━━ DOCUMENT SEGMENT ━━
McCain's Vietnam Lessons Unlearned


by Jim Lobe

Throughout a long career in politics, presumptive Republican presidential nominee Sen. John McCain has had his foreign policy shaped by his and the United States' experience in the Vietnam War.

But that shaping has been very dynamic – not beholden to any one particular lesson of the conflict, but rather taking each political situation presented to him and viewing it through the lens of Vietnam, often with mixed results.

The most potent example of this today is also one of the biggest campaign issues – McCain's support for the Iraq war. The war, many feel, violates some of the primary lessons of Vietnam that were thought to be solidified in the Powell Doctrine of former George W. Bush secretary of state Gen. Colin Powell (Ret.), who along with McCain was informed by his service in Vietnam.

The Powell Doctrine sets out requirements for US engagement in a military conflict. Included in the criteria are US public support, clear objectives, and the use of overwhelming military force.

But just as critics use Vietnam to challenge the folly of continued occupation, McCain uses it to defend the US presence there – citing a Vietnam-era criticism of the US that it had "lost the will to fight."

McCain's own military service during and after the Vietnam War was fraught with the sort of drama usually reserved for war films. A naval aviator, McCain's plane was shot down over Hanoi, the capital of North Vietnam. McCain was then taken prisoner and tortured for five years – notably refusing to be released early, out of order of capture, because of his father's position in the Navy.

Upon his release from captivity, McCain returned to the US as a war hero, and used the platform afforded him to support President Richard Nixon's escalation of the conflict and, notably, his support for the "Domino Theory" – that if South Vietnam fell to communists, a "red fever" would spread across Southeast Asia and strengthen global communism and its alleged goal of violent and forceful world domination.

"I don't hold him accountable for anything he said right after returning from Vietnam," author, blogger and political consultant Cliff Schecter told IPS, citing the stress and trauma of the long captivity.

But while McCain moved away from many of his originally stated lessons on Vietnam as he went into politics, he has since returned to many of them as he has grown closer to the neoconservative movement – rehashing the old arguments to warn about the dangers of leaving Iraq even as those ideas proved to be false alarms in the case of Vietnam.

"He was a little attached to Vietnam at first, but then he learned his lesson about Vietnam," said Schecter, calling McCain's worldview at the time something akin to Powell's. "He entered public life – in 1982 when he won his congressional seat – as a complete isolationist."
━━━
━━ DATASET ━━
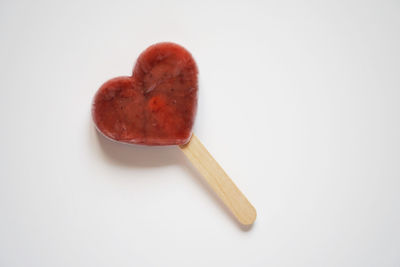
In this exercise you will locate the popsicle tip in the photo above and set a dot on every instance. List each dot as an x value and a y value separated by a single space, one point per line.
249 218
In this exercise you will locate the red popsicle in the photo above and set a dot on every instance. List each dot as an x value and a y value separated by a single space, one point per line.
154 106
157 106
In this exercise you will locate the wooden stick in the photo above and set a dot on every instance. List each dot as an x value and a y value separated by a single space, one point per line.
219 181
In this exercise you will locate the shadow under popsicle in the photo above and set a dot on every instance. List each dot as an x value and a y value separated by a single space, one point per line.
149 157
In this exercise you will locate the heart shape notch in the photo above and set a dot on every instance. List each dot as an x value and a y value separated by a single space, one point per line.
156 105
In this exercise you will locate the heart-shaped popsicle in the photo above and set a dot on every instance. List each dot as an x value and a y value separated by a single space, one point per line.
157 106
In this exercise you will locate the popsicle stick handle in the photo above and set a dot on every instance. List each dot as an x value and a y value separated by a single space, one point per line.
219 181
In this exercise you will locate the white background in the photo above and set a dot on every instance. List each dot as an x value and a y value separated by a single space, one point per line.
299 102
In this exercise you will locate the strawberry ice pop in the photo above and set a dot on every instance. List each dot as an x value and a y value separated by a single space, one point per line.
157 106
154 106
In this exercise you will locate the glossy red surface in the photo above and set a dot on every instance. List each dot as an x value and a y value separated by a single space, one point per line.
156 105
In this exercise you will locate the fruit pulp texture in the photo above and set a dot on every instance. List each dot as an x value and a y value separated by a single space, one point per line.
154 106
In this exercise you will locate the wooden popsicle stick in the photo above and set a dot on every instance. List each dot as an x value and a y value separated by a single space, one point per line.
219 181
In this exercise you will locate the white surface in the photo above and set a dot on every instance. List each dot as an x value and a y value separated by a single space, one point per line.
299 102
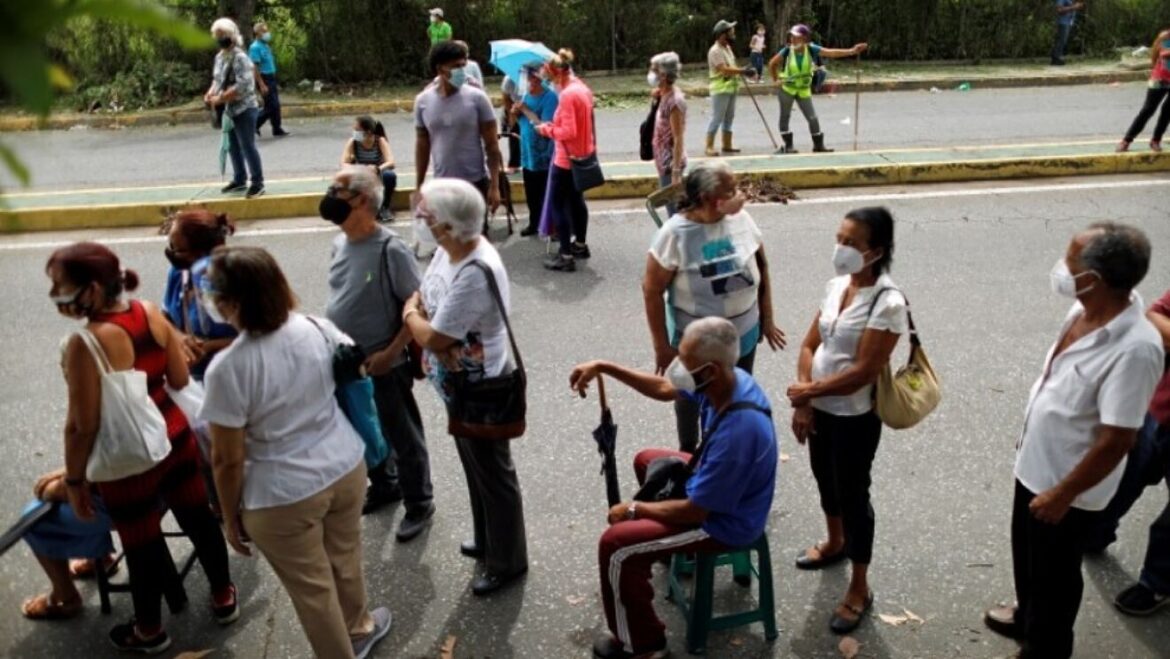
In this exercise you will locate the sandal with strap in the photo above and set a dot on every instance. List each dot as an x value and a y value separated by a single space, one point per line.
43 608
842 625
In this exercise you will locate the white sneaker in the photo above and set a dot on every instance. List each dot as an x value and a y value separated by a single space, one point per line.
382 619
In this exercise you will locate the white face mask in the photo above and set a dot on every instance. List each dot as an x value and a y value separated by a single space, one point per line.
212 310
682 379
847 260
1064 282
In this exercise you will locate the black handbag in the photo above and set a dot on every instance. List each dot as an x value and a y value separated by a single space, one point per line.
587 170
666 478
495 407
646 132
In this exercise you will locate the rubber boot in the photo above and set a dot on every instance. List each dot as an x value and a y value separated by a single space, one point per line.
818 144
789 144
727 144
━━━
* [WHAT YOU ARE ASKED TO DO]
Reproduce the passage of the article on McCain and the Vietnam War from "McCain's Vietnam Lessons" to "the Vietnam War.". The items were gathered from another source.

* [COMPLETE RESPONSE]
McCain's Vietnam Lessons Unlearned


by Jim Lobe

Throughout a long career in politics, presumptive Republican presidential nominee Sen. John McCain has had his foreign policy shaped by his and the United States' experience in the Vietnam War.